▶ **TASK DETAILS**
Every entry must be given again exactly.

--- BEGIN ---

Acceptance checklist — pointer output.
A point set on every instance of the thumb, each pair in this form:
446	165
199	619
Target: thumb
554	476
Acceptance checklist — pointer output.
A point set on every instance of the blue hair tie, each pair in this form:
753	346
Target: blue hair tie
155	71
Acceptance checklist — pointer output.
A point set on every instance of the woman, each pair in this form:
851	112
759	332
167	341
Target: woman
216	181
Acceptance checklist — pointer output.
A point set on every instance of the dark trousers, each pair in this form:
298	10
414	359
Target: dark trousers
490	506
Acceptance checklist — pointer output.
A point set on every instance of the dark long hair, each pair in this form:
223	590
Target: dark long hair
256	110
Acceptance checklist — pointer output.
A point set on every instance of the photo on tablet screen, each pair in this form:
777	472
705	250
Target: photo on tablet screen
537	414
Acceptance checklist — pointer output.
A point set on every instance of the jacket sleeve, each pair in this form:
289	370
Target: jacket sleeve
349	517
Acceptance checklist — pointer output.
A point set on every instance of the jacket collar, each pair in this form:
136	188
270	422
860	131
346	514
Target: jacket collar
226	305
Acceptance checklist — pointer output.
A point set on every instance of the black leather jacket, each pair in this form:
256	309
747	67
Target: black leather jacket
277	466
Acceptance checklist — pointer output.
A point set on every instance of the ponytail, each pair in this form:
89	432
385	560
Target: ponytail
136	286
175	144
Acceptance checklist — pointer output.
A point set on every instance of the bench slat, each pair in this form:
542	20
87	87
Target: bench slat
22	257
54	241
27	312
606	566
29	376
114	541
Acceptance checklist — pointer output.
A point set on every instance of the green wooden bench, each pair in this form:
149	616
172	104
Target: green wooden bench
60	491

--- END ---

▶ **WRITTEN ANSWER**
Acceptance checklist — pointer output.
A point set on every instance of the thumb, each pair in this form:
446	165
199	619
Target: thumb
554	476
Acceptance checklist — pointer output.
A point set on every instance of the blue hair tie, each pair in this form:
753	346
Target: blue hair tie
155	71
Acceptance checklist — pointer output.
A point set on every instance of the woman, each pair in this form:
851	112
759	332
167	341
Target: woman
216	181
Acceptance checklist — pointer output.
A point set on every instance of the dark trousers, each pair in this form:
298	10
414	359
Target: dark trousers
490	506
Acceptance checklist — pointer output.
A point set on every instance of the dark long hair, each pair in this form:
223	590
Target: dark long hair
256	110
Acceptance checklist — pointer output.
A point set on every instance of the photo on tablet screen, each pair in this form:
777	472
705	250
Target: photo on tablet screen
537	414
Acceptance checklist — pointer output.
A point set on every instance of the jacket sleeve, each pair in this form:
289	370
Target: jacket sleeve
349	517
Acceptance checklist — pointer output.
A point set on every instance of the jacket collar, each pair in this form:
136	188
270	422
860	131
346	514
Target: jacket collar
226	305
Acceptance checklist — pointer output.
A point set on every instance of the black leather jacket, each pair in this form:
256	309
747	67
Target: black leather jacket
277	466
Acceptance checklist — pointer output.
A point set on every instance of the ponytail, each pair in this form:
89	432
385	560
Target: ponytail
136	286
175	144
Acceptance checklist — pointer output.
A point set on every instance of the bench slat, each pair in this form:
542	20
87	87
Target: bench slat
22	257
54	241
27	312
606	566
29	376
114	541
Acceptance checklist — pointer output.
A point set on every instance of the green wooden bench, each pair in this form:
149	616
172	104
Target: green wooden bench
60	491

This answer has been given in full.